- [Goal of the exercise]
Omit all pictures. Copy the rest of the material exactly.

Dataset excerpts on object pointing:
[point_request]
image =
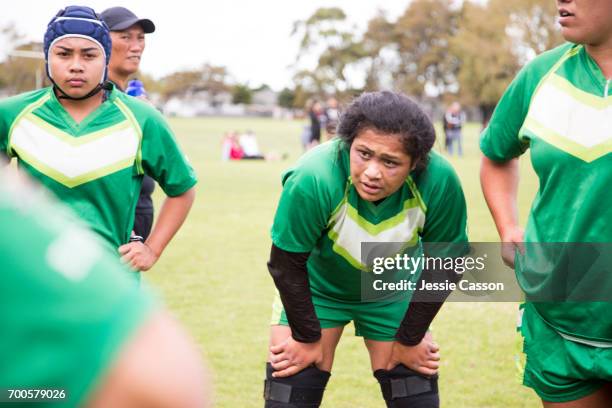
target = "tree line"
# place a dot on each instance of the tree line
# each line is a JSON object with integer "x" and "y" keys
{"x": 434, "y": 49}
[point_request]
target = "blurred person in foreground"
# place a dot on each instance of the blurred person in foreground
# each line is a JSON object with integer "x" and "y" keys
{"x": 74, "y": 325}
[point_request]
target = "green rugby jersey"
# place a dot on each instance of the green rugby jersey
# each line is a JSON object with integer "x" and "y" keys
{"x": 66, "y": 306}
{"x": 321, "y": 212}
{"x": 559, "y": 106}
{"x": 96, "y": 166}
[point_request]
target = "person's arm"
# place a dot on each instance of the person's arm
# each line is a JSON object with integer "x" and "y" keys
{"x": 288, "y": 269}
{"x": 303, "y": 347}
{"x": 142, "y": 256}
{"x": 499, "y": 181}
{"x": 159, "y": 367}
{"x": 444, "y": 234}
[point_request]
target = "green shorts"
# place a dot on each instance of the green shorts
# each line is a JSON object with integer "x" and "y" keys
{"x": 373, "y": 320}
{"x": 560, "y": 370}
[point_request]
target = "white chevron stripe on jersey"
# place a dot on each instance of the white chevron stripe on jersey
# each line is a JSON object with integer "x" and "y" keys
{"x": 569, "y": 116}
{"x": 348, "y": 235}
{"x": 73, "y": 164}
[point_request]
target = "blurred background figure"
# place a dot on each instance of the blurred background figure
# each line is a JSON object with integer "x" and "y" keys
{"x": 250, "y": 147}
{"x": 136, "y": 88}
{"x": 453, "y": 121}
{"x": 128, "y": 38}
{"x": 315, "y": 114}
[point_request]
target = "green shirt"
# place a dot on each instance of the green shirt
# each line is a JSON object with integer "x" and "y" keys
{"x": 321, "y": 212}
{"x": 559, "y": 106}
{"x": 66, "y": 306}
{"x": 96, "y": 166}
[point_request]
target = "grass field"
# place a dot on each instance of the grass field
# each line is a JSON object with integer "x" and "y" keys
{"x": 213, "y": 276}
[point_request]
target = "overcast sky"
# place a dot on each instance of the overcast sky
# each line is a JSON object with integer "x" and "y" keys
{"x": 251, "y": 38}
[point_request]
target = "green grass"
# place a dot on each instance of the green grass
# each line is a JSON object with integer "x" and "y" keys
{"x": 213, "y": 277}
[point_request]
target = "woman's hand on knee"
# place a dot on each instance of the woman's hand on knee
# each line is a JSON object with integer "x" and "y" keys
{"x": 290, "y": 357}
{"x": 423, "y": 358}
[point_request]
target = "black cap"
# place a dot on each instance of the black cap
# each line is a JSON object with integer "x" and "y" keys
{"x": 120, "y": 18}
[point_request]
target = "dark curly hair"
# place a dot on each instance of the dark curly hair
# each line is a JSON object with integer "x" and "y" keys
{"x": 390, "y": 113}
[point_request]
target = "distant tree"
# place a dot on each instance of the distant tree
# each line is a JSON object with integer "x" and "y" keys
{"x": 22, "y": 70}
{"x": 380, "y": 53}
{"x": 327, "y": 48}
{"x": 211, "y": 78}
{"x": 179, "y": 82}
{"x": 423, "y": 35}
{"x": 494, "y": 40}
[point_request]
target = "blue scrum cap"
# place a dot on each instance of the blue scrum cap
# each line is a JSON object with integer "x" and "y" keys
{"x": 78, "y": 21}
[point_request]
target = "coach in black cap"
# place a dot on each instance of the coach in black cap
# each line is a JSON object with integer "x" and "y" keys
{"x": 128, "y": 36}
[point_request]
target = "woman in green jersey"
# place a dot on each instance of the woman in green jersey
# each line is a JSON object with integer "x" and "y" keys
{"x": 559, "y": 107}
{"x": 379, "y": 182}
{"x": 91, "y": 144}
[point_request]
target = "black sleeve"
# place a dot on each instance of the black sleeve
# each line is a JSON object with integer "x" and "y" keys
{"x": 424, "y": 306}
{"x": 288, "y": 269}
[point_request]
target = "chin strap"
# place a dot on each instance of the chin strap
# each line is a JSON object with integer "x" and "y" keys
{"x": 107, "y": 86}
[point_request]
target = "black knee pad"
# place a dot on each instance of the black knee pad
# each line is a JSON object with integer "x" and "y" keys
{"x": 405, "y": 388}
{"x": 302, "y": 390}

- [Reply]
[point_request]
image =
target = "tree line"
# place a dot on each instance of the tree line
# each line is a JSON object with integer "x" and "y" keys
{"x": 434, "y": 49}
[point_request]
target = "blurred person in foreground"
# place a dot on each instance of the blurred person in foreground
# each line is a JSON object with integer "x" and "y" keys
{"x": 74, "y": 325}
[point_request]
target = "green rugby jersey"
# place a dot on each instance of the green rugby jersey
# each line is a JSON object with integer "x" and "y" keys
{"x": 66, "y": 306}
{"x": 321, "y": 212}
{"x": 559, "y": 106}
{"x": 96, "y": 166}
[point_request]
target = "person's arm"
# place a dot on each instance of the person's arm
# each line is a JSON object with integer "x" and "y" keys
{"x": 288, "y": 269}
{"x": 303, "y": 347}
{"x": 142, "y": 256}
{"x": 499, "y": 181}
{"x": 159, "y": 367}
{"x": 444, "y": 234}
[point_request]
target = "green shorts"
# place a dot on each instance of the green shorts
# each line is a JSON object with integer "x" and "y" keys
{"x": 373, "y": 320}
{"x": 560, "y": 370}
[point_request]
target = "white chevron stripe on jersey"
# place a dot on each instance of the white chevron stripe on jersey
# each line is a JSON object with integer "x" and "y" keys
{"x": 569, "y": 116}
{"x": 348, "y": 235}
{"x": 73, "y": 164}
[point_request]
target = "blurred background figure"
# place a dot on each instance of the blurred background figure
# each line is a JSON object with integer "x" and "y" keys
{"x": 250, "y": 147}
{"x": 136, "y": 88}
{"x": 453, "y": 121}
{"x": 128, "y": 38}
{"x": 315, "y": 114}
[point_request]
target = "green shirt"
# place a dot on each instance of the green shirt
# each line is a JSON object with integer "x" and "y" keys
{"x": 321, "y": 212}
{"x": 559, "y": 106}
{"x": 66, "y": 306}
{"x": 96, "y": 166}
[point_request]
target = "grass field"
# place a dot on each instance of the grass field
# each line is a JSON object with integer "x" and "y" keys
{"x": 213, "y": 276}
[point_request]
target = "overcast sky"
# place a dot on each instance of the overcast sky
# each line is a JSON object with integer "x" and "y" keys
{"x": 251, "y": 38}
[point_request]
target = "green grass"
# place a dot on each instance of the green grass
# each line is a JSON object with integer "x" and "y" keys
{"x": 213, "y": 277}
[point_request]
target = "woman's hand on knee"
# place a dot on each instance of the woman's hand on knee
# each line is a JSON object with integer "x" and "y" keys
{"x": 290, "y": 357}
{"x": 423, "y": 358}
[point_request]
target = "black cap"
# place a dot on each instance of the black cap
# each line is a JSON object with integer "x" and "y" keys
{"x": 120, "y": 18}
[point_request]
target = "dark curly hair"
# place a dot on each instance of the dark curly hair
# each line is a JSON object with integer "x" and "y" keys
{"x": 390, "y": 113}
[point_request]
target = "distant tree"
# place a dot on each instance of the distant tree
# each line is a JSON object with integer "x" and "y" keys
{"x": 22, "y": 70}
{"x": 380, "y": 53}
{"x": 327, "y": 48}
{"x": 211, "y": 78}
{"x": 179, "y": 82}
{"x": 423, "y": 35}
{"x": 494, "y": 40}
[point_request]
target = "blue scrum cap"
# place a dot on each instance of the blue scrum cap
# each line is a JSON object with integer "x" and "y" keys
{"x": 78, "y": 21}
[point_request]
target = "coach in black cap"
# place a dot on each instance of the coach in black cap
# each line is a JSON object with integer "x" and "y" keys
{"x": 128, "y": 36}
[point_request]
target = "woman in green jersey"
# place a dot on each instance of the woman in green jersey
# each line is a JSON object with integer "x" and "y" keys
{"x": 559, "y": 107}
{"x": 379, "y": 182}
{"x": 91, "y": 144}
[point_request]
target = "black sleeve"
# place a dot on each instance of the black sleeve
# each line is a JSON object with integer "x" and "y" keys
{"x": 424, "y": 306}
{"x": 288, "y": 269}
[point_request]
target = "chin strap"
# place a dot on each instance of the chin strap
# each line is a JSON object with integer "x" and "y" keys
{"x": 107, "y": 86}
[point_request]
target = "black knee pad"
# place a dot on each instance of the black knee pad
# each line is a JSON object with integer "x" and "y" keys
{"x": 405, "y": 388}
{"x": 302, "y": 390}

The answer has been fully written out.